> _Fragment dokumentu_

-
Dorisku i to mi się podoba .
Pięknie ćwiczysz , no kondycję to już masz super.
Teraz i nastrój pogodny i pogoda zła nie przeszkadza , masz plan do wykonania i tyle.
Na tych kijach to ty szybko u mnie będziesz ( jeszcze nie sprawdziłam ile to kilometrów , ale obiecuję poprawę ).
Cieszę się że orbik Ci sie spodobał - ja głównie na nim ćwiczę i zaczynam mieć powolutku wrażenie jakby poprawiało mi się ciałko.
Już widzę jak zza zakrętu pojawia się u Ciebie 2 etap - widzę go coraz wyraźniej , pędź do swojego ślimak na kijach.
Pozdrawiam.
-
Puk, puk, tu marnotrawne stworzenie, oj jak długo nie mam z Tobą kontaktu kochana Doris. Brak Ciebie, Twego wsparcia, wytykania błedów, porad, spotkań AŻ.
Ale uwinęłam się szybciutko, szkolenia prawie już zakończone, maszynka w domu, testuję ją intensywnie, i mam nadzieję, że będzie okazja pokazać ją ci osobiście.
Mam nadzieję, że zdrowie nie szwankuje ci zbyt mocno, o wagę nie pytam, dajesz popalić dziewczyno, ale Ty masz charakter i zacięcie, więc efekty były kwesią czasu. Już nie idziesz slimaczym tępem, oj chyba sie Ciebie chwycę, coby też nadrobić zaległości, niestety testowanie robota, skutkuje robieniem, i "próbowaniem" wielu łakoci, więc i spadek wagi bardzo mozolny, ale przynajmniej nie idę w górę.
Doris nigdy cie nie widzę na gg, daj znać czy jesteś w Krakowie, mi własnie mija połowa urlopu, walczę z zapaleniem oskrzeli od zeszłego tygodnia, może jakiś wspólny spacer?
Jeśli dla mnie znajdziesz czas.

> _Wyodrębnione pozycje_

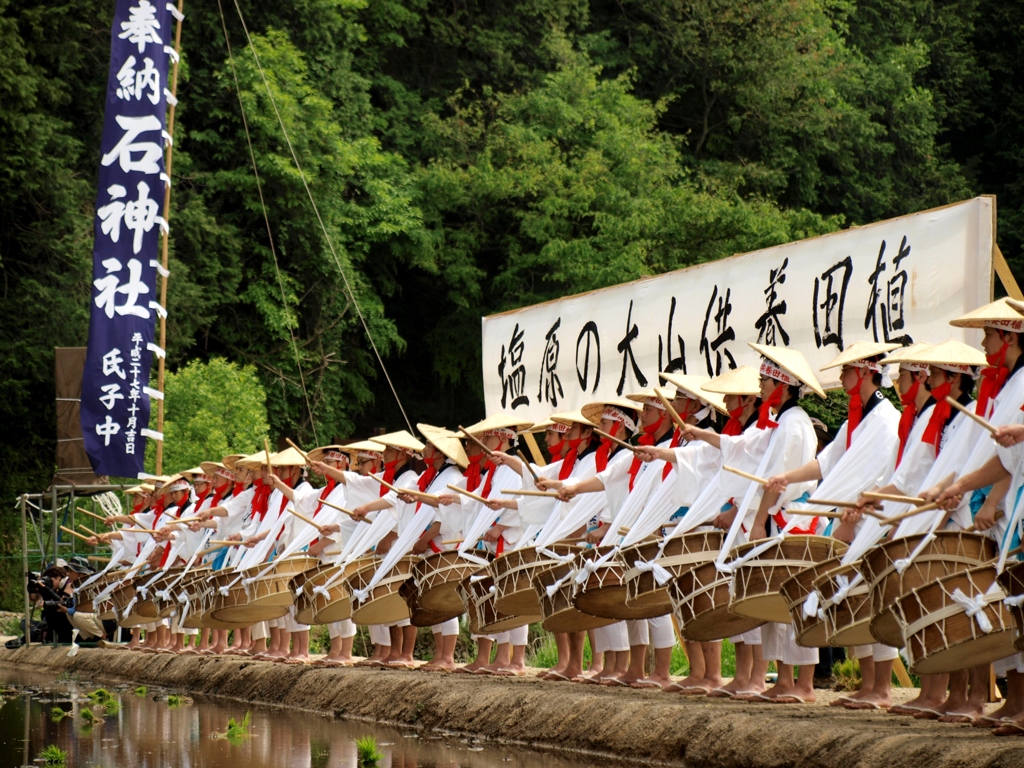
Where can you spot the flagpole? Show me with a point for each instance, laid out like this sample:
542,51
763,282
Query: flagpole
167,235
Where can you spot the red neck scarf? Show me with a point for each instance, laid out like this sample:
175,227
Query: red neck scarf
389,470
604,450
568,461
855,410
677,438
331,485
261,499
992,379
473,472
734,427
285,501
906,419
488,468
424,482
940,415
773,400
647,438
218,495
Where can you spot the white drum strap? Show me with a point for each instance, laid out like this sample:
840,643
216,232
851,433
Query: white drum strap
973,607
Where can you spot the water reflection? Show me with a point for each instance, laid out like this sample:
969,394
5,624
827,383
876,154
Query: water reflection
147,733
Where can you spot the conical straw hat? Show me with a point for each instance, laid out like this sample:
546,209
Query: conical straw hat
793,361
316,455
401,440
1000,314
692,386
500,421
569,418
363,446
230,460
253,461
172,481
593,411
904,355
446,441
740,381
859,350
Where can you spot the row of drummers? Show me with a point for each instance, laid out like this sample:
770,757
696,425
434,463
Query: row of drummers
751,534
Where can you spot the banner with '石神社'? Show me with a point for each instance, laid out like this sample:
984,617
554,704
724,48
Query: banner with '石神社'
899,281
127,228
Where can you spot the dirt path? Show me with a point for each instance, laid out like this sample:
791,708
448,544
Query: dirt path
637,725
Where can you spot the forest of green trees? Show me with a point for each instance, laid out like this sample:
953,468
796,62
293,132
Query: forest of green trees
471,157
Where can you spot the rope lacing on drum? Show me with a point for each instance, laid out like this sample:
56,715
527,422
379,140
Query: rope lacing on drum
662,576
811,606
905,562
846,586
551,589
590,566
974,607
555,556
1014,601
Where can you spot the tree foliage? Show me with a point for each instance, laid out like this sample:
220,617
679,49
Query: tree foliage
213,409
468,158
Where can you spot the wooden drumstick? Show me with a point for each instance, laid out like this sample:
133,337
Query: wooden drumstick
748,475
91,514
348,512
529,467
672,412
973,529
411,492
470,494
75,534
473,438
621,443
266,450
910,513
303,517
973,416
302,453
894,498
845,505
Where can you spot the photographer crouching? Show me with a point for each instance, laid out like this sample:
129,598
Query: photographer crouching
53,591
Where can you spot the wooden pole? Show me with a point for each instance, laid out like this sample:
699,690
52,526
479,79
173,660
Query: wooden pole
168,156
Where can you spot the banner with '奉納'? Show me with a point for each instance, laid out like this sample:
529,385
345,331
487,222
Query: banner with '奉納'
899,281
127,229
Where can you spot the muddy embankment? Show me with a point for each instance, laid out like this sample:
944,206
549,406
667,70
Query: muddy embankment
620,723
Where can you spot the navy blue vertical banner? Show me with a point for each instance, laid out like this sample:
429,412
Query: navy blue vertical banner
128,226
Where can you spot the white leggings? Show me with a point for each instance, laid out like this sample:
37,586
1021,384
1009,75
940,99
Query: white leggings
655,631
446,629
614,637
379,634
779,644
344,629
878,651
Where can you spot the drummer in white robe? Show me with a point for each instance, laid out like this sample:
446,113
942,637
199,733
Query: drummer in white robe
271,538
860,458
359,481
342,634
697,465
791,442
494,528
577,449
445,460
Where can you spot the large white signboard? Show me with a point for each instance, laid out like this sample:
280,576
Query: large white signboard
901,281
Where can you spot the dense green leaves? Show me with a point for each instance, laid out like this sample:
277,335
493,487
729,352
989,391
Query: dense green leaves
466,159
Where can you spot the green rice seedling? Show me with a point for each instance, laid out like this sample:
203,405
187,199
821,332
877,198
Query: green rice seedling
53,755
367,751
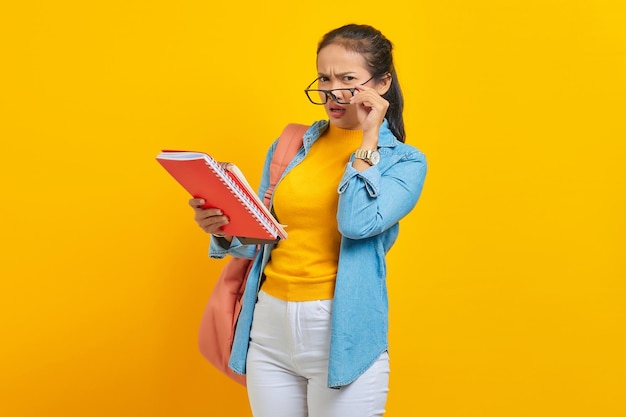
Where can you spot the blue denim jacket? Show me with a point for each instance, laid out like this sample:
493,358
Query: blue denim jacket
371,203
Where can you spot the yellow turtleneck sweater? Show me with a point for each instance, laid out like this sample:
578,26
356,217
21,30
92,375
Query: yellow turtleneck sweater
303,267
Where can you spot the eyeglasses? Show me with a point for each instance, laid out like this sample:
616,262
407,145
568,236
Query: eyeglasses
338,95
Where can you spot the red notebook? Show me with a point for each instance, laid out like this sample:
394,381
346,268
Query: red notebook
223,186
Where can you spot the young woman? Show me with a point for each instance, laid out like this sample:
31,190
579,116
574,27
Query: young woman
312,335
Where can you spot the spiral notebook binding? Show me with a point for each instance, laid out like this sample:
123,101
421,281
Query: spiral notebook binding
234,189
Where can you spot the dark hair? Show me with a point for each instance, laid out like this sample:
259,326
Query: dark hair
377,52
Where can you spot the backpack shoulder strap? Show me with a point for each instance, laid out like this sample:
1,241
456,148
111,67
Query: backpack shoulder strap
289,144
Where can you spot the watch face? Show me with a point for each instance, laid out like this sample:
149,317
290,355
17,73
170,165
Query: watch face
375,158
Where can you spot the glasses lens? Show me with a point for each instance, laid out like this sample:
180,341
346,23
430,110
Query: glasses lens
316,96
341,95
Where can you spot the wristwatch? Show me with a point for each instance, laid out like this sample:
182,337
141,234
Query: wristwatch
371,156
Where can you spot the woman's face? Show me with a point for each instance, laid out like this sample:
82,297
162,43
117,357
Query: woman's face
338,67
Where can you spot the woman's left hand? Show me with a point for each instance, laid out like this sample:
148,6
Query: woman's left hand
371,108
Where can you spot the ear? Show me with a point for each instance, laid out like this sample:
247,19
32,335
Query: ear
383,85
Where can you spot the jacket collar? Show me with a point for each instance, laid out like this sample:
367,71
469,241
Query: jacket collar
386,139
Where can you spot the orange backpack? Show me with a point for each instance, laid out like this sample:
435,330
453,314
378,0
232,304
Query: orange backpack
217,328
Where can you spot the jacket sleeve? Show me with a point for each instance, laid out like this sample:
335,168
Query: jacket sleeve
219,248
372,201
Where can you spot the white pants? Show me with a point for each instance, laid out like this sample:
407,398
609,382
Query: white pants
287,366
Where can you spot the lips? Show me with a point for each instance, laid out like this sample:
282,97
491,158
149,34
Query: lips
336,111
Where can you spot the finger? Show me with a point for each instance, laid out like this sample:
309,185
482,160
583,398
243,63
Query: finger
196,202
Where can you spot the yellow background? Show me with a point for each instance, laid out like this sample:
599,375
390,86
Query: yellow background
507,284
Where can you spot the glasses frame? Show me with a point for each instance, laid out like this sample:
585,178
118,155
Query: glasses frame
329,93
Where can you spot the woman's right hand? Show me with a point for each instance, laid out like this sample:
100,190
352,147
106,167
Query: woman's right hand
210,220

> _Treść polecenia_
Przepisz wiernie część fragmentu dokumentu, zaczynając od słów „Pozdrawiam.” i kończąc na słowach „porad, spotkań AŻ.” włącznie. Pozycje nie mają żadnego związku z fragmentem dokumentu.

> _Rozwiązanie zadania_
Pozdrawiam.
-
Puk, puk, tu marnotrawne stworzenie, oj jak długo nie mam z Tobą kontaktu kochana Doris. Brak Ciebie, Twego wsparcia, wytykania błedów, porad, spotkań AŻ.